::: DATA EXTRACT

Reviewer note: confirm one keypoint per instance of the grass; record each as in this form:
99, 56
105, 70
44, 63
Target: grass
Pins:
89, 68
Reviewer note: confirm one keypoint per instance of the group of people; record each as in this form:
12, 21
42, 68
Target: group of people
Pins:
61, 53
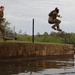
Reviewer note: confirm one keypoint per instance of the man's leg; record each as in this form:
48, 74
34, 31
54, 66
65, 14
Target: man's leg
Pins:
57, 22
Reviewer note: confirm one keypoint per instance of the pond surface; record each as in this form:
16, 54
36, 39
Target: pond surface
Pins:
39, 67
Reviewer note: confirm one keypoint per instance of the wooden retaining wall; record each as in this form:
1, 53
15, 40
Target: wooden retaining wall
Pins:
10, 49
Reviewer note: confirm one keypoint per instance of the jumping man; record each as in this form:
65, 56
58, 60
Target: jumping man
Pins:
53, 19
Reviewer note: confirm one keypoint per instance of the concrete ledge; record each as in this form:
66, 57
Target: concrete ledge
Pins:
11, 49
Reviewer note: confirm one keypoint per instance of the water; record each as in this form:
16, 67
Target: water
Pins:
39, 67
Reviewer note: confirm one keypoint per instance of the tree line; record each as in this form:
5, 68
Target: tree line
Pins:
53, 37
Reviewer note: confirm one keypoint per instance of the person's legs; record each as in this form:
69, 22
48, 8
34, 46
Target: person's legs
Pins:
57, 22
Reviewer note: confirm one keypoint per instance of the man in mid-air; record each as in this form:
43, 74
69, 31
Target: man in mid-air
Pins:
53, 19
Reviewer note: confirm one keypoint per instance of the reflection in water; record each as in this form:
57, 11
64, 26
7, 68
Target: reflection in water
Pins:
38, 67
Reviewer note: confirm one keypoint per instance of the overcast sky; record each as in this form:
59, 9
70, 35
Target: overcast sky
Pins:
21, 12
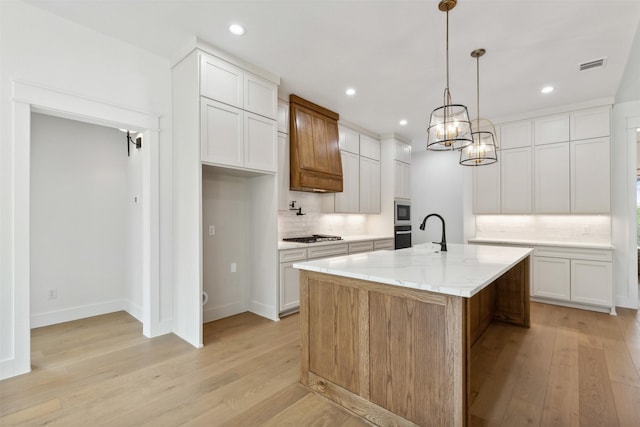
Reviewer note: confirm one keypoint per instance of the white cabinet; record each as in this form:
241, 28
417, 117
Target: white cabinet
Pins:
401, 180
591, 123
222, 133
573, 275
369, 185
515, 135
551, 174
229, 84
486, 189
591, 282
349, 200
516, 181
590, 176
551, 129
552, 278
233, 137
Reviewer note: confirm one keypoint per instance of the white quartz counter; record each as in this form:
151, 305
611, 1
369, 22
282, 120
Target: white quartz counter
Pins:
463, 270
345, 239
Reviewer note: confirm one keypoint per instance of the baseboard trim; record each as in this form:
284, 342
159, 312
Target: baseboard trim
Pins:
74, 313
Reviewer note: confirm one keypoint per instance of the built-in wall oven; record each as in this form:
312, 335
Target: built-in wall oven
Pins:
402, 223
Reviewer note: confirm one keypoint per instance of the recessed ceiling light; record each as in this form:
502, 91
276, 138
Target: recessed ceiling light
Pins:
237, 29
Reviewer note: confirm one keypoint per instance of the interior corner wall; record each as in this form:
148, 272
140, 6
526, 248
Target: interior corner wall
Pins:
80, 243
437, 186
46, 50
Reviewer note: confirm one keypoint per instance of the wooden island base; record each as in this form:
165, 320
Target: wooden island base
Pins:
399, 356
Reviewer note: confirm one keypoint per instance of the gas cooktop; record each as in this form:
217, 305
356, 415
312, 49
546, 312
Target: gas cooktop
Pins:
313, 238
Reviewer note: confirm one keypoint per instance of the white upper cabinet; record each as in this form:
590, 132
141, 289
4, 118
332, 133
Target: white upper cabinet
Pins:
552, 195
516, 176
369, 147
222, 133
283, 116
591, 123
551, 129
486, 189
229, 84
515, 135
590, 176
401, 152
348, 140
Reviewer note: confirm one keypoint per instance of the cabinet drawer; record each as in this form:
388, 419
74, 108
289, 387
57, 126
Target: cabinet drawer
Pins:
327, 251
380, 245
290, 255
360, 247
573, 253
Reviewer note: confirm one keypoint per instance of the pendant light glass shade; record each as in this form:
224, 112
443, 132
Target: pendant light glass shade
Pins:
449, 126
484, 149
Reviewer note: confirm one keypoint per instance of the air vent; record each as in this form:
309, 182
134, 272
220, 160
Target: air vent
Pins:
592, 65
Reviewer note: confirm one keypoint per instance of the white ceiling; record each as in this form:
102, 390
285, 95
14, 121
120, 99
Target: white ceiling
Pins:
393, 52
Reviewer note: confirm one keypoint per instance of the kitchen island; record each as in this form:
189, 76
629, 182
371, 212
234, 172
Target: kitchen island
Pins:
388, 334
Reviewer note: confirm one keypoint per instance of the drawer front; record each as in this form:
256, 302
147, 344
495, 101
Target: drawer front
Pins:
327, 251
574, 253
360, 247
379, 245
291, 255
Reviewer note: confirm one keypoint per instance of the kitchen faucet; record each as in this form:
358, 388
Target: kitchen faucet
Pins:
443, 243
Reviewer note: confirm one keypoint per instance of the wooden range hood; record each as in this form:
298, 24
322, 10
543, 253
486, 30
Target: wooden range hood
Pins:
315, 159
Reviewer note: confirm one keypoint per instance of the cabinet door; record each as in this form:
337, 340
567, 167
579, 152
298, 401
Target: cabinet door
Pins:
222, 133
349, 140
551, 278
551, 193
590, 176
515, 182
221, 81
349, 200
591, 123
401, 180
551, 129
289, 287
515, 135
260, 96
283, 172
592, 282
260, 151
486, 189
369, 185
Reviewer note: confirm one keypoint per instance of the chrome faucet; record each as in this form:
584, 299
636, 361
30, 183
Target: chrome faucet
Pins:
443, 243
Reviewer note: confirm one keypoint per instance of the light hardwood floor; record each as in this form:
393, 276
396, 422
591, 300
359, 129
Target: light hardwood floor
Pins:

::::::

→ **WORK ORDER**
Across the data above, how many lines carry the word "glass"? Only the number is needed.

→ **ANSWER TO THIS EXERCISE**
2